In the classical methods of removal of free fatty acids from oils, oil is put into reaction accompanied by an alkali (NaOH, KOH vb.) and thus FFA is transformed into soap and removed. There are a number of methods and techniques today which are still used for removal of free fatty acids in classical way. In the patents obtained by Melin C. (U.S. Pat. No. 5,962,056) and Ganguli KL (U.S. Pat. No. 6,251,460), it is reported that free fatty acids culd be removed by sodium carbonate or sodium hydroxide treatment. In this treatment, oleic acid in the oil was treated with concentrated sodium carbonate solution and then liquid phase was separated and oil was washed by water until neutralizated.
Miscella refining is preferred in the industry especially for refining of cotton oil because of more cost-effective color bleaching and less loss in the refining. Despite of these advantages, miscella refining has disadvantages such as high investment cost as well as requirement of exproof, restricting applicability of removal method of FFA.
Chemical esterification is another process for removal of FFA. In this method, FFA is esterified again at high temperature, inert medium, with free hidroxyl groups remained in the oil with or without catalyst (or hidroxyl groups added from glycerin). In a study performed by BiJay Krishna De et al. (Eur. J. Lipid Sci. Technol. 2002, 104, 167-173), free fatty acids in the palm kernel oil was removed by esterification by glycerin at stoichiometric amount at 160-165 °C (at 10 mmHg pressure (1.33 kPa). After 6 hours, FFA content was reduced from 25% (w/w) to 1.6% (w/w). Although high rate of FFA is removed in the method of chemical esterification method, use of high temperature (up to 270 °C) increases cost of the method.
In another study performed by Simeos P.C. (J. Supercritical Fluids, 1998, 13, 337- 341) and Brunetti L. (J. Am. Oil Chem. Soc, 1989, 66, 209-217), free fatty acids were removed from oil containing high FFA by means of supercritical carbon dioxide extraction (SCFE). This method is a costly alternative FFA removal method.
Another alternative method for removal of FFA is membrane technology that separate components by difference of molecular weight. Many researchers recommended use of membrane with or without solvent, with or without porosity for removal of FFA from vegetable oils. Membrane processes have advantages such as less energy consumption at room temperature, no need of additional chemical substances, ensuring nutrients and other desired components to remain in the oil, but the most important factor that restricts this method is difficult separation process due to small difference between molecular weights of monoacylglycerides and free fatty acids.
Free fatty acids may also be removed from the oils by using adsorptive chromatography. In the patent obtained by Priegnitz J.W. (U.S. Pat. No. 5,179,219), it was reported that silicagel was used as adsorbent for removal of free fatty acids from the oil. In the patent (U.S. Pat. No. 5,414,100) obtained by Oyorinde F.O. et al., it is stated that alumina can be used to remove FFA.
In a study made by Meirelles J.A.A. et al. (Recent Patents on Engineering, 2007, 1, 95-102), purification process was performed by using short chain alcohols on basis of selective extraction of free fatty acids.

> TASK DIRECTIONS:
Answer these questions using the excerpt on removing free fatty acids from oil above:
(a) After 6 hours of esterification with glycerin, what was the free fatty acid content of the palm kernel oil reduced to?
(b) What adsorbent does the patent by Priegnitz J.W. report using?
(c) What is the most important factor restricting membrane processes?

> EXTRACTED INFORMATION:
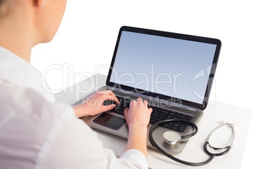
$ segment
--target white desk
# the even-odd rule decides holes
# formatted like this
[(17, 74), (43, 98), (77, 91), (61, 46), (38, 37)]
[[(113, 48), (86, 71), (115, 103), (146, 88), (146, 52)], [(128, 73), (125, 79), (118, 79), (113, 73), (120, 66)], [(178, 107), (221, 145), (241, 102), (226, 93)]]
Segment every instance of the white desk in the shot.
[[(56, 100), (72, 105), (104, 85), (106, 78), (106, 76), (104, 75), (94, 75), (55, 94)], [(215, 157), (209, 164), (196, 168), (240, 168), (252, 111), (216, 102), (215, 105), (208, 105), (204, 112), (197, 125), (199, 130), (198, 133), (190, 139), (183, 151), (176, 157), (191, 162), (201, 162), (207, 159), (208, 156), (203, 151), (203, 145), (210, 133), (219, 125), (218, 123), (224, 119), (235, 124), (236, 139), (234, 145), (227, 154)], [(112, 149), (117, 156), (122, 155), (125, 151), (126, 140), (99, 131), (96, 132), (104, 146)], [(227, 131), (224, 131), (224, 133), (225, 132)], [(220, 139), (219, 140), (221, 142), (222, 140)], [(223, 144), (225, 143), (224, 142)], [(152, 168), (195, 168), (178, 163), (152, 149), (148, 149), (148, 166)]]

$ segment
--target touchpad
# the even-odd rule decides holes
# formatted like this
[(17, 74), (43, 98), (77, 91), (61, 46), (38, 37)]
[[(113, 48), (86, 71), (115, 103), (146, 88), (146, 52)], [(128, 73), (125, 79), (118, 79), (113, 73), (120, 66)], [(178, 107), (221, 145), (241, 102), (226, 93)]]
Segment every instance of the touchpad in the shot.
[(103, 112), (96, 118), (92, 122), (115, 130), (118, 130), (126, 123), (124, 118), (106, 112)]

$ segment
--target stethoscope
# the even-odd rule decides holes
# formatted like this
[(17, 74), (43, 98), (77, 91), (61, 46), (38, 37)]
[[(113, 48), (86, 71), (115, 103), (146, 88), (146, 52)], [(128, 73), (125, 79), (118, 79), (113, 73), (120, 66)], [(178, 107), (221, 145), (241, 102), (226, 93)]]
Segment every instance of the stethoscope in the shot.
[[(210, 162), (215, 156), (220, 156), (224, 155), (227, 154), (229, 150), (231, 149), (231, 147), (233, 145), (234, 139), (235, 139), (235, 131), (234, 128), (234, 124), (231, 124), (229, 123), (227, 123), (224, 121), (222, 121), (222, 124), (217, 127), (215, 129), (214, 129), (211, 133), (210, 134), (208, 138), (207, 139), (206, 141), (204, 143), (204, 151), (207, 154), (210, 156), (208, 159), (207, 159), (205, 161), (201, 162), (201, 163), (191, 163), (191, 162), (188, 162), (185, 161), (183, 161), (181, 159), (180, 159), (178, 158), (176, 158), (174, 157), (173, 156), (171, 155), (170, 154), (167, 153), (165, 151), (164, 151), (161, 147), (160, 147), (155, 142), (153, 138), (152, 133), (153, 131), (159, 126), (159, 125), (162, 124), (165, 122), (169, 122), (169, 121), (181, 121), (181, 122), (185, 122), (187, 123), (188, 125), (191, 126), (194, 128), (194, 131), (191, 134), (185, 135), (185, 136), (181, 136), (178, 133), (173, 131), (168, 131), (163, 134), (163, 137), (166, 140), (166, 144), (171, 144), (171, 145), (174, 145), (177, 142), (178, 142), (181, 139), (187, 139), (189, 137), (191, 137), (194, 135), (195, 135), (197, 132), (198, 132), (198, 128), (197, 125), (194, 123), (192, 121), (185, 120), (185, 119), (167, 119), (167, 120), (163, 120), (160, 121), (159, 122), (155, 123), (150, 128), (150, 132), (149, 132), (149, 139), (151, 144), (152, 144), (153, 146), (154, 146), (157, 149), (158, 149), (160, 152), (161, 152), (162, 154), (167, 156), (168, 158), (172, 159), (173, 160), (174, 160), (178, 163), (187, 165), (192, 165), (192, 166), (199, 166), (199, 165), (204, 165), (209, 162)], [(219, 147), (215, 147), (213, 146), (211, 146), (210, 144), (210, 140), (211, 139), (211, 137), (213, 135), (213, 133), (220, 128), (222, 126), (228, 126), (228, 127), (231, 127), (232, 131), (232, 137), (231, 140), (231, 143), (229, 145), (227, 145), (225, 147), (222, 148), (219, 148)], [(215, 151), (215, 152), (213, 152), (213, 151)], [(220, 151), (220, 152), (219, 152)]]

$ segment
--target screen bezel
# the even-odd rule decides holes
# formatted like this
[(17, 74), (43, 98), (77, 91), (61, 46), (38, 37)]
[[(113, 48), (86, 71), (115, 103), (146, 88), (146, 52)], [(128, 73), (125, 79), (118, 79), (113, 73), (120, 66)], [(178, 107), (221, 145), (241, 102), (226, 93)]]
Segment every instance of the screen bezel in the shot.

> TASK OUTPUT:
(a) 1.6% (w/w), down from 25% (w/w).
(b) Silicagel.
(c) Difficult separation, due to the small difference between the molecular weights of monoacylglycerides and free fatty acids.